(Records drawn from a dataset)
******

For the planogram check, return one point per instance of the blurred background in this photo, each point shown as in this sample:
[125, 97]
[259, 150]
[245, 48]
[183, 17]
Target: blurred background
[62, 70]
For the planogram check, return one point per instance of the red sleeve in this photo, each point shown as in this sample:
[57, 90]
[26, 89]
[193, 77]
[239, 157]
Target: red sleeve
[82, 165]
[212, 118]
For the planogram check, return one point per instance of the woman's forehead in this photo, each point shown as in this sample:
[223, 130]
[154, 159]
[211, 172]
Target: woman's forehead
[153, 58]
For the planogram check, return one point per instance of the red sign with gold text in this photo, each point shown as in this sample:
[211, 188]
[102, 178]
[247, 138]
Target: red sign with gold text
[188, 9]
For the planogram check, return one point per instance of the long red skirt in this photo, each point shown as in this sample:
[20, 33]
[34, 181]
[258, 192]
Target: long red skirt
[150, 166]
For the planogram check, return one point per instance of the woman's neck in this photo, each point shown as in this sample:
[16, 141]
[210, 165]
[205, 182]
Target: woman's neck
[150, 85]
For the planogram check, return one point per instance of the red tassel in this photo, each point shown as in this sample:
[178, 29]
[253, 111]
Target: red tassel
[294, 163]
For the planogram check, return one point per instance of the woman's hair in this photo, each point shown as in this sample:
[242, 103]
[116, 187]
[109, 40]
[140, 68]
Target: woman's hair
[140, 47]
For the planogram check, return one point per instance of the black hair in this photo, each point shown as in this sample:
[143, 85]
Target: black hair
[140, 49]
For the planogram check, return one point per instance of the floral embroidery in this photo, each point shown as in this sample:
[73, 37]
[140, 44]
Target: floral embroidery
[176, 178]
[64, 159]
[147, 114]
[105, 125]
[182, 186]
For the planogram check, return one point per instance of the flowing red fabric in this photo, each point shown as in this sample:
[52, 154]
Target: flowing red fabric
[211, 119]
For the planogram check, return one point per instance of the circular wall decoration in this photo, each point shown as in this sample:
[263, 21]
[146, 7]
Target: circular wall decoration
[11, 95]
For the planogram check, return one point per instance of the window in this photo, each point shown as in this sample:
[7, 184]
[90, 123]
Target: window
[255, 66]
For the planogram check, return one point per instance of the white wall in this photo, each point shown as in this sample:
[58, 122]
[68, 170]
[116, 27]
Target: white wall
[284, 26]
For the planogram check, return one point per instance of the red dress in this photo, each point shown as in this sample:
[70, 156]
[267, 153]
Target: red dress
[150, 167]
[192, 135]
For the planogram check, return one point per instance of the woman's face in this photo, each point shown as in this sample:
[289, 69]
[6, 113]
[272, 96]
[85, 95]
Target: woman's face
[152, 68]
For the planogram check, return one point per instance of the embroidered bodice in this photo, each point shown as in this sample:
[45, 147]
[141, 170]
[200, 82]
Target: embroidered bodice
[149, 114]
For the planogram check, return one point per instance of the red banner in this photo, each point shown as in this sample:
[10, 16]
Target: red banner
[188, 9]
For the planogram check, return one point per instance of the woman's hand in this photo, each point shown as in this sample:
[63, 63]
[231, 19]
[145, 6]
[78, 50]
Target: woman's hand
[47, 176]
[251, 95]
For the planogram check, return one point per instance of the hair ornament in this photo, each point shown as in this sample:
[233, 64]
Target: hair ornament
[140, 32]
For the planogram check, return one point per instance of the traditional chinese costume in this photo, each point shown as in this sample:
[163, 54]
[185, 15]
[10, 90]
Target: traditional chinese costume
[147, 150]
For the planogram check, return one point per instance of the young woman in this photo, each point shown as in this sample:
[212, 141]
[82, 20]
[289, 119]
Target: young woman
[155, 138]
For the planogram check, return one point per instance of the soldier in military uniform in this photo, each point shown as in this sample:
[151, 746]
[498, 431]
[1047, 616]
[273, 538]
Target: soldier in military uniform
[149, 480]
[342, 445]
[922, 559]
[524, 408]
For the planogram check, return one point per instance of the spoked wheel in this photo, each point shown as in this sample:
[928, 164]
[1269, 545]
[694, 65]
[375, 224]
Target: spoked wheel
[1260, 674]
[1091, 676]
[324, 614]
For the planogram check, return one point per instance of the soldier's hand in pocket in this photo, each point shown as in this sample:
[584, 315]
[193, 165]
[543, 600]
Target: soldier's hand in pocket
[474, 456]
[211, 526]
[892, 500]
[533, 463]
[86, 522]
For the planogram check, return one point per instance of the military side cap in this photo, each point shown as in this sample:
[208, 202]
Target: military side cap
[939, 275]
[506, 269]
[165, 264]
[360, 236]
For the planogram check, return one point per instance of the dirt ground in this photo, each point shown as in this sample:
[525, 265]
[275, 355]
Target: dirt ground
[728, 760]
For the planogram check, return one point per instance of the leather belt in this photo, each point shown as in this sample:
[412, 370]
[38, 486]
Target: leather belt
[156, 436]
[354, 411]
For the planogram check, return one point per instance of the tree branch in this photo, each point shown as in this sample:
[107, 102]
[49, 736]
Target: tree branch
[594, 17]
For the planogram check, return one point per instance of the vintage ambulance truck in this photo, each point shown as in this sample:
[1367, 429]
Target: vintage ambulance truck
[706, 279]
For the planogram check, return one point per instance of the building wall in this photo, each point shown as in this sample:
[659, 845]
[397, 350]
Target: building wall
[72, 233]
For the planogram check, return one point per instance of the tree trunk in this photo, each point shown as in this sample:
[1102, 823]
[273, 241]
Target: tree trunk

******

§ What you are asked to do: Copy all the lines from the data above that hold the word "trunk".

§ Solution:
For the planogram check, return one point per instance of the tree trunk in this photo, each point shown as in this sample:
Target: tree trunk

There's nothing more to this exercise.